Start of DOCUMENT EXTRACT
[squid-users] Squid Deployment Questions

Evan Blackstone smashingzero33 at gmail.com
Wed Dec 31 05:59:57 UTC 2014


Hey all,
Wondering if I could get some advice on potentially setting up a Squid
forward proxy on my network. I'm not a Linux novice by any means, but I'm
not experienced in server administration, log review, etc.

We're needing to deploy a simple non-caching, non-peering forward proxy to
integrate with an ICAP server for web filtering. My plan is pretty
basic...here's my network config:

Internet --> Cisco ASA --> DMZ --> Internal LAN

I've received conflicting advice on whether or not there's any advantage to
putting a forward proxy on the DMZ vs. internal LAN. In any case, 'm
wanting to deploy an explicit proxy with a single NIC. Workstations will
use a PAC file, etc. to point to the proxy.
End of DOCUMENT EXTRACT
Start of INFORMATION SUPPLIED
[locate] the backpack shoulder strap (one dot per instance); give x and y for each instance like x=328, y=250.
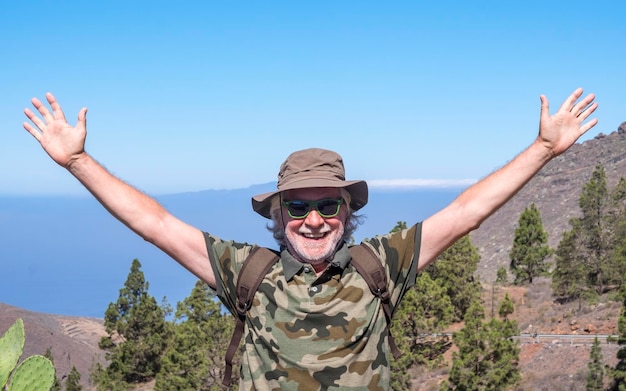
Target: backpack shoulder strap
x=371, y=269
x=255, y=267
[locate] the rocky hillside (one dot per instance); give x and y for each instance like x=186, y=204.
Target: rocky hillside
x=73, y=341
x=555, y=191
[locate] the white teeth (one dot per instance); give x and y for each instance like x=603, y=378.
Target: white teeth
x=314, y=236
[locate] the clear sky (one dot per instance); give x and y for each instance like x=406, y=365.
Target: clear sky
x=194, y=95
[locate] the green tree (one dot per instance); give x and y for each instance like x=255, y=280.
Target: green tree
x=426, y=310
x=194, y=360
x=592, y=255
x=569, y=278
x=506, y=307
x=619, y=372
x=594, y=202
x=454, y=269
x=501, y=276
x=56, y=386
x=595, y=376
x=530, y=249
x=137, y=335
x=400, y=225
x=72, y=383
x=488, y=357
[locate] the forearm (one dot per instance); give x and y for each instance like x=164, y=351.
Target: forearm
x=482, y=199
x=135, y=209
x=478, y=202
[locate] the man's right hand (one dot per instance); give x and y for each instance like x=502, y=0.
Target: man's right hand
x=58, y=138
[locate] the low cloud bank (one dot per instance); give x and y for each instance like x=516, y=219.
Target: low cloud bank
x=419, y=183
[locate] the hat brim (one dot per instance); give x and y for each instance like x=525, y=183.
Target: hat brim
x=358, y=193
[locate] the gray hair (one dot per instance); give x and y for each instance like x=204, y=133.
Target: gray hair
x=278, y=230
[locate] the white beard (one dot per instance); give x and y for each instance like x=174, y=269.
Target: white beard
x=314, y=251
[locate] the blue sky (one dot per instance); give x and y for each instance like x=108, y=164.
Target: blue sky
x=186, y=96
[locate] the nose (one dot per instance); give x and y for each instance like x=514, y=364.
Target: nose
x=314, y=219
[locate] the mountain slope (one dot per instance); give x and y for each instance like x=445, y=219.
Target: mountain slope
x=555, y=191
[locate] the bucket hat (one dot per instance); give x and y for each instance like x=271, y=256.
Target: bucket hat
End of INFORMATION SUPPLIED
Retype the passage from the mailing-list post on Squid deployment, beginning at the words that have "I've received conflicting" and stopping after "to the proxy.".

• _THE RESPONSE_
I've received conflicting advice on whether or not there's any advantage to
putting a forward proxy on the DMZ vs. internal LAN. In any case, 'm
wanting to deploy an explicit proxy with a single NIC. Workstations will
use a PAC file, etc. to point to the proxy.